◆ **Study text**:
--- START ---

Walt is slightly concerned for his brother-in-law’s strange behavior, but lets it go easily for the time being. Walt has since left the meth making business, after having trained and taught his replacements, and he and Skylar discuss how to launder their money faster, possibly by expanding their car washing business. Lydia shows up to have her car washed by Skylar and speaks with Walt, who is behind the register.
She begs him to come back to the business, as her overseas partners have standards that are expected and the new team left in charge is getting sloppy and lazy about purity. Walt dismisses her while Skylar asks Walt who gets their rental car washed and detailed. When Walt fesses up that Lydia is a former business partner, Skylar wastes no time putting Lydia on notice. She warns Lydia to never come around their business or her family again and Lydia leaves despondent.
Meanwhile, Jesse is still suffering the aftermath of the shooting of Drew Sharp. He brings two duffle bags full of money to Saul and asks him to give one to Mike’s granddaughter and the other to the family of Drew Sharp. He thinks someone needs to look out for them, but Saul tells him it would raise too much suspicion and refuses to pass the money along. Upset, Jesse leaves and leaves behind the money.

--- END ---

◆ **Dataset excerpts**:
--- START ---

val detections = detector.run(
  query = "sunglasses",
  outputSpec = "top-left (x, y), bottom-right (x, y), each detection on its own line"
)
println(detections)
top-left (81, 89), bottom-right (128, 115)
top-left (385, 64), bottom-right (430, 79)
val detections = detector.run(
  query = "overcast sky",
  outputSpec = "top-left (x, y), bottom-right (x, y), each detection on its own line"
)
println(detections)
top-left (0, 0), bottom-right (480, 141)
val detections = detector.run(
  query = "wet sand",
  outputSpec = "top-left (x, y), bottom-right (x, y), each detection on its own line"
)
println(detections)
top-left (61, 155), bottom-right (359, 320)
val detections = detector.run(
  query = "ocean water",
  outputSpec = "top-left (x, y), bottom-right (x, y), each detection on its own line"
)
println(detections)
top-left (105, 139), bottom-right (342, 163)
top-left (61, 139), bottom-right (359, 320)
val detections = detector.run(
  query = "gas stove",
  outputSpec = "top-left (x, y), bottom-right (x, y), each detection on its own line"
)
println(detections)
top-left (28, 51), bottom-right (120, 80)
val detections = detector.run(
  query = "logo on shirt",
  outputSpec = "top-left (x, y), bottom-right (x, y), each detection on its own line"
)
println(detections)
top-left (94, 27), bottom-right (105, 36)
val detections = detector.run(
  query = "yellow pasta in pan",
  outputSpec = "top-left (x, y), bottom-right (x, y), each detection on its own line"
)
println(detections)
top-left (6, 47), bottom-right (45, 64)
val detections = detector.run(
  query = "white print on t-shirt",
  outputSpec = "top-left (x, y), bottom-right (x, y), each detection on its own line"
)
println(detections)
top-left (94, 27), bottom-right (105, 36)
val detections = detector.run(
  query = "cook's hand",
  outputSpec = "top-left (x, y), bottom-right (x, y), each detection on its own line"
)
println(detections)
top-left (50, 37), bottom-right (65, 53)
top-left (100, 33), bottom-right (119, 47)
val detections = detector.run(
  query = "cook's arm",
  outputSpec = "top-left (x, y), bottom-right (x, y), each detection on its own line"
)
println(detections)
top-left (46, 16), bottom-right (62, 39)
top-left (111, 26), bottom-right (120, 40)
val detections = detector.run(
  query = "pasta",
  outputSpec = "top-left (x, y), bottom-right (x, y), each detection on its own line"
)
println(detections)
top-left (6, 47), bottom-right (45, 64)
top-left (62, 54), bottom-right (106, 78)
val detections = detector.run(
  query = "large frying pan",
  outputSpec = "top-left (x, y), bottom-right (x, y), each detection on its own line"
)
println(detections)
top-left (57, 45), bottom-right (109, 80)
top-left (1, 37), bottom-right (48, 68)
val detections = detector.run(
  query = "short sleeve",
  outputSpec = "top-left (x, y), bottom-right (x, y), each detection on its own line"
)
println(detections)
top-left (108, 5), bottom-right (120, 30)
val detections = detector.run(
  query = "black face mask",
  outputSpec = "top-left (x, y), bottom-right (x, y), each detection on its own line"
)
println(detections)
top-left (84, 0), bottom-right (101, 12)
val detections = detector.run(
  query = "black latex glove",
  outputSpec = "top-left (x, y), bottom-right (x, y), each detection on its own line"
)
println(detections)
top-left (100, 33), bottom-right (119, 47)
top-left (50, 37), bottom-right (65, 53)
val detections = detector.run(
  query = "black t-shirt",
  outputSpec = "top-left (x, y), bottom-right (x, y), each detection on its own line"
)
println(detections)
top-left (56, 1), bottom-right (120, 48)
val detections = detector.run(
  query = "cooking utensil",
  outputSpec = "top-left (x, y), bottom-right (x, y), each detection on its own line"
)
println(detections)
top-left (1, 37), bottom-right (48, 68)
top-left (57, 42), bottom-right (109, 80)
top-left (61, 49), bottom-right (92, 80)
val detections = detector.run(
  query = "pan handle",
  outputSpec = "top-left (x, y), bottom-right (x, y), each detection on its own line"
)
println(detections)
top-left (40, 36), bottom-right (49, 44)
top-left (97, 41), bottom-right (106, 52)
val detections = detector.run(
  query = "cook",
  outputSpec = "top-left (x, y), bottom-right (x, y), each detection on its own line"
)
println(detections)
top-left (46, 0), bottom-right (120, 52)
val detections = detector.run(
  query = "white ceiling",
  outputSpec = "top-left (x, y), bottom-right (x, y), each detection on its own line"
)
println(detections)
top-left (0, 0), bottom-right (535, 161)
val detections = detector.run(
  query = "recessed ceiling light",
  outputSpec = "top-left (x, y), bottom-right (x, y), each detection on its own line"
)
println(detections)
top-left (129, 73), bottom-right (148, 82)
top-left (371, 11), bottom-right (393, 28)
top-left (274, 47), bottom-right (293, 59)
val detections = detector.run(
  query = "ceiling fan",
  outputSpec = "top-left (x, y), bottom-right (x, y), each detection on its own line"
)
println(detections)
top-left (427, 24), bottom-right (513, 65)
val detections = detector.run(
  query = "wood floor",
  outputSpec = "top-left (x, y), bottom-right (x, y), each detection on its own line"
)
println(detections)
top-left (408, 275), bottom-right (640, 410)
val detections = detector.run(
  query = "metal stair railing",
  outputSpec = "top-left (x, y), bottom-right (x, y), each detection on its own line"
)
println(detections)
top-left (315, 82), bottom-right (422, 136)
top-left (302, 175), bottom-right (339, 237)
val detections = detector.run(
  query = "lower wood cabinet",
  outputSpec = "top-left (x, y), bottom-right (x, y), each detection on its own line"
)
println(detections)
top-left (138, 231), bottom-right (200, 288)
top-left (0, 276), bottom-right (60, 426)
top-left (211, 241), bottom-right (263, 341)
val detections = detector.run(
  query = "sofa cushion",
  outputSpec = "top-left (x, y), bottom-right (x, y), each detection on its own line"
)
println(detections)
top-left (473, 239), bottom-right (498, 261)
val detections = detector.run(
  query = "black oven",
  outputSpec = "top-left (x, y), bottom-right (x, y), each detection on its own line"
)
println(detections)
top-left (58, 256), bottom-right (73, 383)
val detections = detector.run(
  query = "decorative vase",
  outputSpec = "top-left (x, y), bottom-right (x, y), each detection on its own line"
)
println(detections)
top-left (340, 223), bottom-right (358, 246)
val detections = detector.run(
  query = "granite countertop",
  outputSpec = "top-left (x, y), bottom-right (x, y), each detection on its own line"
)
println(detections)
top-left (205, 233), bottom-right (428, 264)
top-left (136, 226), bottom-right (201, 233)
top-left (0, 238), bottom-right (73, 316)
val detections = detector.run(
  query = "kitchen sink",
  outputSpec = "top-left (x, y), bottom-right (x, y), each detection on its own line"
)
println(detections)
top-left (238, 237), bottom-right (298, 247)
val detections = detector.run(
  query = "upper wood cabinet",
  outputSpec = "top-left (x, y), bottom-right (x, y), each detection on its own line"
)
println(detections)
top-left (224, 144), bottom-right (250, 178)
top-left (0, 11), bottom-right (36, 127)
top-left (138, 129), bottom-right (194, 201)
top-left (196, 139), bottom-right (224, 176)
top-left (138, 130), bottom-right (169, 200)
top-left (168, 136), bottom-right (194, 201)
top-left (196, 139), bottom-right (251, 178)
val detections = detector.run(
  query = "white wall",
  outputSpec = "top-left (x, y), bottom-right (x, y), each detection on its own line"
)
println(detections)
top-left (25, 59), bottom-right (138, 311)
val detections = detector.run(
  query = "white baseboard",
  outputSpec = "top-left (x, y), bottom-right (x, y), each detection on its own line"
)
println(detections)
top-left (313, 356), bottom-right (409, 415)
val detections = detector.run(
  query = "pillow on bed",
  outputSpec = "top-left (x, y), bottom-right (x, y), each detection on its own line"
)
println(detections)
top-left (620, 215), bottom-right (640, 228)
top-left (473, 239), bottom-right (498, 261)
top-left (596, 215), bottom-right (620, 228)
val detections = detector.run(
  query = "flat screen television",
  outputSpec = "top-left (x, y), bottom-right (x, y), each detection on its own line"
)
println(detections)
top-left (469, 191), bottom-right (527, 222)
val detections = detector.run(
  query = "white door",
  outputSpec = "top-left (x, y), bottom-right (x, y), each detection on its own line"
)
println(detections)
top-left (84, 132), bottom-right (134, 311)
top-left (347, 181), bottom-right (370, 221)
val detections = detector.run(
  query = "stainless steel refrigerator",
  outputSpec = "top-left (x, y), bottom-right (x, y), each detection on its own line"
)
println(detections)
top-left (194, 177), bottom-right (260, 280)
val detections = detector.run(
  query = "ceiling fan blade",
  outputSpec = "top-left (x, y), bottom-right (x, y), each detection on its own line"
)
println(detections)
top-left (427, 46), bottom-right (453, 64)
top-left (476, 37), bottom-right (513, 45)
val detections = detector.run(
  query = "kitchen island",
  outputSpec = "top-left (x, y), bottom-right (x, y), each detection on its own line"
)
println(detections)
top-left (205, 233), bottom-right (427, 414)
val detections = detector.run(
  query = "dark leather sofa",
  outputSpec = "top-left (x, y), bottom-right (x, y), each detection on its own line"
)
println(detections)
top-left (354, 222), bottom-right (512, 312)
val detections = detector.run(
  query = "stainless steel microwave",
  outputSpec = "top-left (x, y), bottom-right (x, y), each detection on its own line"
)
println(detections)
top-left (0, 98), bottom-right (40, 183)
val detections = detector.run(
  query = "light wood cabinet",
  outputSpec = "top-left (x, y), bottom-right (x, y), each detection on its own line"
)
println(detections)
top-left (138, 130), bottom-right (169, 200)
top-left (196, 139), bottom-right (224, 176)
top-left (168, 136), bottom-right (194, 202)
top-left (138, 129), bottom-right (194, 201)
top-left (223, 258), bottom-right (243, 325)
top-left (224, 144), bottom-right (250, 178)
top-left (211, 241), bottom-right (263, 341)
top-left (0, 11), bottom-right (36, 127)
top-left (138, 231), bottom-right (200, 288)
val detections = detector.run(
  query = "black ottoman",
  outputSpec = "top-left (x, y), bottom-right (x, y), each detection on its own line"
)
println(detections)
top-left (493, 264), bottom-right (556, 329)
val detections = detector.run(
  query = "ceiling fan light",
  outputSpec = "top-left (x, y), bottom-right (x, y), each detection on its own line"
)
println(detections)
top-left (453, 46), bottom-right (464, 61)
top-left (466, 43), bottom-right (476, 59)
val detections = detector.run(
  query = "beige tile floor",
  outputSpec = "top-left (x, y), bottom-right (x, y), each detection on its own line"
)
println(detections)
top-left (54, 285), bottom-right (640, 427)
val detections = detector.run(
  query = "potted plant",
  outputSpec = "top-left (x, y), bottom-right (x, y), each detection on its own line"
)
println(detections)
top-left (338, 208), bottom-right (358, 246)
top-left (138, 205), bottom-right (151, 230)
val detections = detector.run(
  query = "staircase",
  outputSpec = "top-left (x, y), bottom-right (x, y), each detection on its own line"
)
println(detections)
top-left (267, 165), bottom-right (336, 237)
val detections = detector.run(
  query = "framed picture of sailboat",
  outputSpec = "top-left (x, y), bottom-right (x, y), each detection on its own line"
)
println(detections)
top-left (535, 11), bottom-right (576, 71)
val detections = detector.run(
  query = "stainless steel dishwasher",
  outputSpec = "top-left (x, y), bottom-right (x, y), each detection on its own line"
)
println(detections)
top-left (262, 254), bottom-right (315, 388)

--- END ---

◆ **Directions**: Reproduce the plot summary above word for word, from "Walt is slightly" to "behind the register.".

◆ **Your solution**:
Walt is slightly concerned for his brother-in-law’s strange behavior, but lets it go easily for the time being. Walt has since left the meth making business, after having trained and taught his replacements, and he and Skylar discuss how to launder their money faster, possibly by expanding their car washing business. Lydia shows up to have her car washed by Skylar and speaks with Walt, who is behind the register.